* Aim *
Transcribe the data below verbatim, reproducing every line without any change.

[Data listing]
═══

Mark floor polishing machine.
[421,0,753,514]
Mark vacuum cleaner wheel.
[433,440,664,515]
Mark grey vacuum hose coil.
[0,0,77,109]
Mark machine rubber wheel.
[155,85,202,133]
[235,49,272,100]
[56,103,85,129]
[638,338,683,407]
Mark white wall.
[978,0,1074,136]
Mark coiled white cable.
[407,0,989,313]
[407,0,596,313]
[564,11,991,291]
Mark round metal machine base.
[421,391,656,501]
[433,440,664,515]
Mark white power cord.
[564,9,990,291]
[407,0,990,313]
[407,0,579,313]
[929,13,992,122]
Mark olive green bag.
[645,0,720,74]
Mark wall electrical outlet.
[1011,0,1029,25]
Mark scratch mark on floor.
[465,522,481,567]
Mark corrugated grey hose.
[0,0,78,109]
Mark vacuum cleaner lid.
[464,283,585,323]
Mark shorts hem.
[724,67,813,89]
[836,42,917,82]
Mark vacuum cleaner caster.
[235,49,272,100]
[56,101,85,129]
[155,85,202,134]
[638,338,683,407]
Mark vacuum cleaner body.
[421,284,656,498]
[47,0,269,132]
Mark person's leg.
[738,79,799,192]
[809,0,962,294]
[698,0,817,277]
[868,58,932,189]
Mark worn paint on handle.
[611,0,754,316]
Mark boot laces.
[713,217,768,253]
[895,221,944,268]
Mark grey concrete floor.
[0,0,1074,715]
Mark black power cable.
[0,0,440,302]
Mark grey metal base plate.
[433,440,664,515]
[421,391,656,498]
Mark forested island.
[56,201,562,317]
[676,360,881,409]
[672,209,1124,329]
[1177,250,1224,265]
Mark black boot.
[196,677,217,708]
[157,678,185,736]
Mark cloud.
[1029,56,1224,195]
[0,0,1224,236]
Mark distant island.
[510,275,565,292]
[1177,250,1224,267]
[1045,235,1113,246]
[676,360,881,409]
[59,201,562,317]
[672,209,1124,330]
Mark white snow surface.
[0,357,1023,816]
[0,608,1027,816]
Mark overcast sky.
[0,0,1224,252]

═══

* Finished exercise *
Mark floor polishing machine.
[421,0,753,514]
Mark vacuum cleaner wheel.
[433,440,664,515]
Mark grey vacuum hose coil.
[0,0,77,109]
Mark machine rubber wheel.
[155,85,202,133]
[235,49,272,100]
[56,103,85,129]
[638,338,683,407]
Mark white wall.
[978,0,1074,136]
Mark coiled white cable.
[407,0,989,313]
[407,0,596,313]
[564,11,991,291]
Mark round metal machine base.
[421,391,656,501]
[433,440,664,515]
Mark white power cord.
[564,9,990,291]
[407,0,990,313]
[407,0,579,313]
[929,13,992,122]
Mark olive green bag.
[645,0,720,74]
Mark wall electrical outlet.
[1011,0,1029,25]
Mark scratch mark on floor.
[465,522,481,567]
Mark corrugated grey hose.
[0,0,78,109]
Mark vacuum cleaner lid.
[464,283,585,323]
Mark shorts hem.
[724,67,813,89]
[836,42,917,82]
Mark vacuum cleaner caster.
[235,49,272,100]
[56,101,85,129]
[155,85,202,134]
[638,338,683,407]
Mark vacuum cleaner body.
[421,284,656,498]
[47,0,269,132]
Mark person's leg.
[738,79,799,192]
[809,0,962,294]
[698,0,817,277]
[868,58,932,189]
Mark worn paint on handle.
[611,0,754,316]
Mark boot laces.
[713,217,768,253]
[895,221,944,268]
Mark grey concrete floor.
[0,0,1074,715]
Mark black power cable.
[0,0,440,302]
Mark grey metal base plate.
[433,440,664,515]
[421,391,656,498]
Mark forested island.
[56,201,562,317]
[676,360,881,409]
[672,209,1124,329]
[1177,250,1224,265]
Mark black boot.
[196,677,217,708]
[157,678,185,736]
Mark cloud.
[1029,56,1224,195]
[0,0,1224,236]
Mark distant island.
[510,275,565,292]
[1177,250,1224,267]
[1045,235,1113,246]
[676,360,881,409]
[59,201,562,317]
[672,209,1124,330]
Mark white snow surface.
[0,357,1023,816]
[0,608,1027,816]
Mark overcast sky.
[0,0,1224,252]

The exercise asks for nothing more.